**Arbeitsaufträge**.
• a. Gib einen Abschnitt des Ausgangstexts wörtlich zurück: Setze bei den Worten "Im Jahr 1995" ein und ende nach "Strafverfahren erneut eröffnet.".
• b. Beantworte anhand des Ausgangstexts:
(i) An welchem Tag hob der Nationalrat der Slowakei die Amnestie auf?
(ii) Wer war das Opfer der im Jahr 1995 begangenen Taten?
(iii) Welches Gericht erwägt, einen Europäischen Haftbefehl auszustellen?

**Ausgangstext**.
Aus der Pressemitteilung des EuGH Nr. 107/2021 vom 17.06.2021 ergibt sich:

Im Jahr 1995 sollen Mitglieder der slowakischen Sicherheitsbehörden mehrere Delikte begangen haben, darunter die Entführung einer Person ins Ausland, Raub und Erpressung. Das Opfer dieser Taten war der Sohn des damaligen Präsidenten der Slowakei. Am 3. März 1998 erließ der damalige Premierminister der Slowakei in Vertretung des Präsidenten, als das Präsidentenamt zu diesem Zeitpunkt nicht besetzt war, für diese Vorwürfe eine Amnestie. Damit wurden die später aufgrund dieser Vorwürfen eröffneten Strafverfahren endgültig eingestellt. Gemäß slowakischem Recht galt die Einstellung der jeweiligen Strafverfahren als ein freisprechendes Urteil. Diese Amnestie hob der Nationalrat der Slowakei am 5. April 2017 auf. Daraufhin wurden die aufgrund der Amnestie eingestellten Strafverfahren erneut eröffnet.

Nunmehr erwägt das Okresný súd Bratislava III (Kreisgericht Bratislava III, Slowakei), für einen der Angeklagten einen Europäischen Haftbefehl auszustellen. Das slowakische Gericht möchte deshalb erfahren, ob der Erlass eines solchen Europäischen Haftbefehls einerseits, und die Aufhebung der Amnestie andererseits mit dem Unionsrecht, und vor allem mit dem Rahmenbeschluss über den Europäischen Haftbefehl1 und der Charta der Grundrechte der Europäischen Union vereinbar sind. Seine Bedenken beruhen insbesondere auf dem Grundsatz ne bis in idem,2 weil die betroffenen Verfahren bereits rechtskräftig abgeschlossen waren.

**Bereitgestellte Daten**.
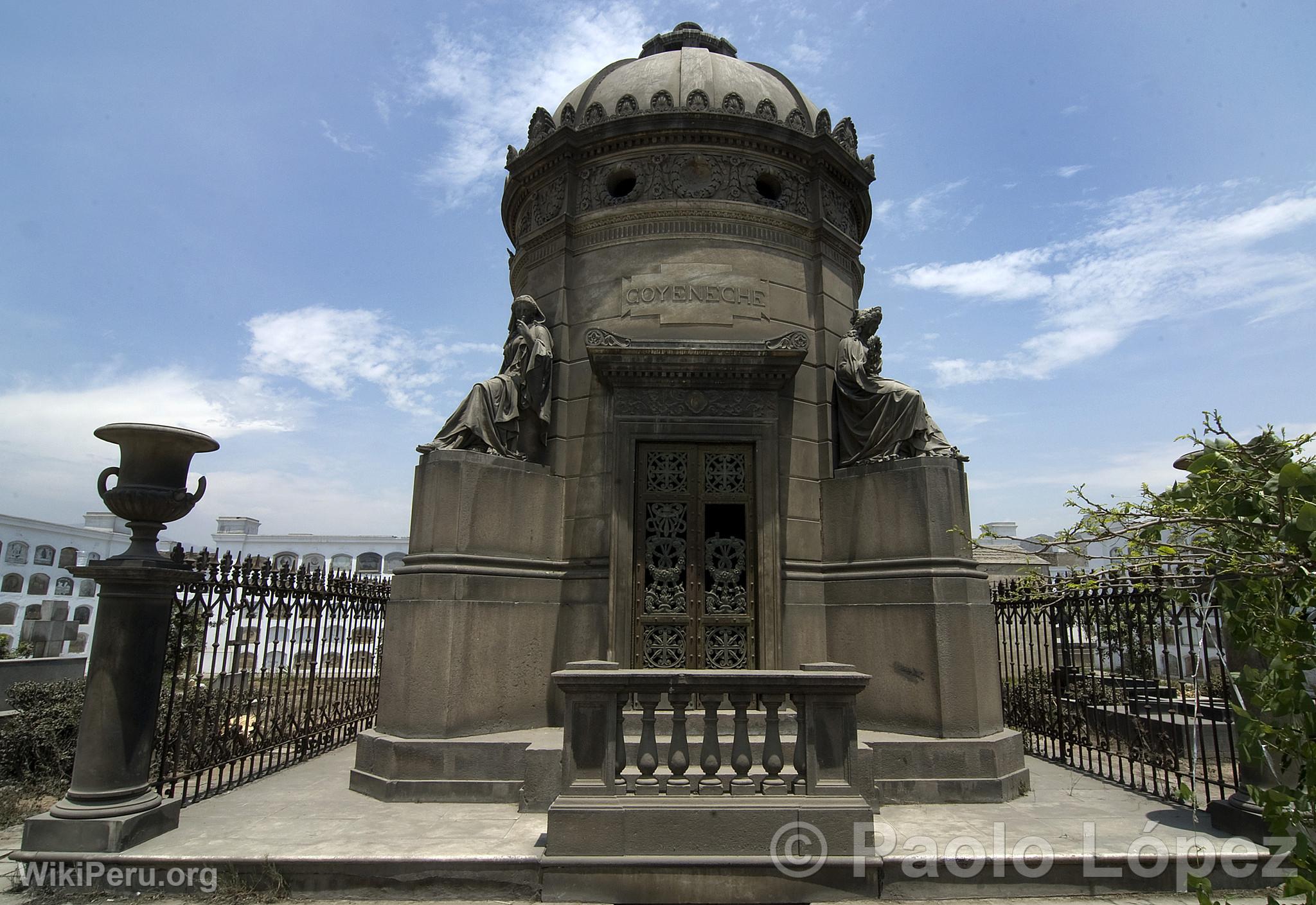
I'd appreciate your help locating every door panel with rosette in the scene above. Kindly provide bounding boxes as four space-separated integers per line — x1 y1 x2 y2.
633 443 758 669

**Antworten je Aufgabe**.
• a.
Im Jahr 1995 sollen Mitglieder der slowakischen Sicherheitsbehörden mehrere Delikte begangen haben, darunter die Entführung einer Person ins Ausland, Raub und Erpressung. Das Opfer dieser Taten war der Sohn des damaligen Präsidenten der Slowakei. Am 3. März 1998 erließ der damalige Premierminister der Slowakei in Vertretung des Präsidenten, als das Präsidentenamt zu diesem Zeitpunkt nicht besetzt war, für diese Vorwürfe eine Amnestie. Damit wurden die später aufgrund dieser Vorwürfen eröffneten Strafverfahren endgültig eingestellt. Gemäß slowakischem Recht galt die Einstellung der jeweiligen Strafverfahren als ein freisprechendes Urteil. Diese Amnestie hob der Nationalrat der Slowakei am 5. April 2017 auf. Daraufhin wurden die aufgrund der Amnestie eingestellten Strafverfahren erneut eröffnet.

• b.
(i) Am 5. April 2017.
(ii) Der Sohn des damaligen Präsidenten der Slowakei.
(iii) Das Okresný súd Bratislava III (Kreisgericht Bratislava III, Slowakei).